Document section
--*--
It's a problem most of us have faced. Everyone was new here once.

Indeed, only real piece of advice I can give is, try to look for a GM in the planning forum, give a in depth idea of what you want to play, it usually shows initiative and I found that to be appreciated by GM's, even if you are not getting to run the game, it is still a way to show your creativity and dedication to get into a game.

I don't have much to add, other than if you see something you're not familiar with, look it up. Either PM the player in question and ask what book those things are from and read up on it, or just google it. You may spot something you like, you may not, but at the very least you're familiar with it the next time you hear about it.

And I hate to say it, but get a forum avatar. If people don't remember your name they might at least remember your avatar, or remember your name because of your avatar. It also helps to show that yes you are active here. (I know a lot of people take a lack of avatar as a sing of not being active, sadly enough.)

And remember, that you don't need to be able to make a fancy, complex build that dips into every single class out there to make an interesting character. Write a good story and personality for them and it won't matter if you took 20 straight levels of fighter.

You might also inquire in the Game Planning forum for a solo run game in the system you are interested in learning. Sometimes, getting one-on-one help to learn a system is a nice easy way to slide into the games around here. It also gives you a chance to learn the ins and outs of pbp at your own speed.

Quote:
Originally Posted by NikitaDarkstar View Post
And remember, that you don't need to be able to make a fancy, complex build that dips into every single class out there to make an interesting character. Write a good story and personality for them and it won't matter if you took 20 straight levels of fighter.
This. There are usually plenty of games that ask for core only, or limit things to the SRD. So instead of asking about how some Tome of Battle maneuver works or whether Illumians count as human or not, ask about party template, alignment, or similar.
--*--
Data section
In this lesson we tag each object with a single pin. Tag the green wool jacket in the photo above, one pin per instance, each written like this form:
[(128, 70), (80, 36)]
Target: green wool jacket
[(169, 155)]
--*--
Set tasks
1 - Rewrite the forum advice for new players between "You might also" and "alignment, or similar.", inclusive, replacing "party template" with "party composition".
2 - For each statement, say whether it agrees with the forum advice for new players, and back each yes or no with the exact deciding words from that advice: (a) One poster recommends getting a forum avatar. (b) The advice says an interesting character requires a complex build that dips into many classes. (c) A solo run game lets a newcomer learn play-by-post at their own pace.
3 - Continue the forum advice for new players from its last sentence.
The data is separate material from the forum advice for new players.

Answers to the tasks
1 -
You might also inquire in the Game Planning forum for a solo run game in the system you are interested in learning. Sometimes, getting one-on-one help to learn a system is a nice easy way to slide into the games around here. It also gives you a chance to learn the ins and outs of pbp at your own speed.

Quote:
Originally Posted by NikitaDarkstar View Post
And remember, that you don't need to be able to make a fancy, complex build that dips into every single class out there to make an interesting character. Write a good story and personality for them and it won't matter if you took 20 straight levels of fighter.
This. There are usually plenty of games that ask for core only, or limit things to the SRD. So instead of asking about how some Tome of Battle maneuver works or whether Illumians count as human or not, ask about party composition, alignment, or similar.

2 -
(a) Yes: "And I hate to say it, but get a forum avatar."
(b) No: "you don't need to be able to make a fancy, complex build that dips into every single class out there to make an interesting character."
(c) Yes: "It also gives you a chance to learn the ins and outs of pbp at your own speed."

3 -
Also, given your lack of a history around here, include RP samples in your actual application. Put the background into first person, or narrate an argument that your character is having with his/her father. Something that showcases the fact that you can, indeed, put a personality into your character that goes beyond 'Fireball!'

The more difficult thing is finding a game to suit your tastes..

I'm still waiting for a High Level Game that has a reactive GM who allows you to
Few banned books, only highly cheesed rubbish (Twice Betrayer etc) actually banned
build the character you want to play that actually gets off the ground and runs for more than a few weeks..

Quote:
Originally Posted by BigLee View Post

I see posts with questions about races and classes I've never even heard of. I find that I don't know enough to even ask some of those questions, so I just don't ask. I am one of those that posts an app and nothing else. So, there's one problem I need to fix.

I don't get on and socialize much and therefore, nobody knows who I am. And it doesn't do much good just to say that I can post a dozen times a day, if they can't see that I've posted much in the past. So I guess I need to start running my mouth on here some.
Don't trouble yourself with races and classes you haven't heard of, most people just want to try new things. Many of them are just roleplaying stuff or breaking down the game. In either case, I always prefer the base classes and species.

In the second case, while socializing will help you, I don't think many GM's really segregate new players based on their post count or how new they are. It depends a lot on your app, is it short, is it too long, does the background make sense, maybe too generic. The guidelines of each game should help you with that, also during character creation PM some of the DM's. Most of them don't have a problem answering to some questions about the game and leading you towards what is lacking or not from your character, and that way you don't have to wait till you are turned down.

Another thing you could do is get a thread started in the Game Planning section, many players tend to flock there so you could probably find a willing DM and a crew ready to play.

In my experience, there are a few things to remember.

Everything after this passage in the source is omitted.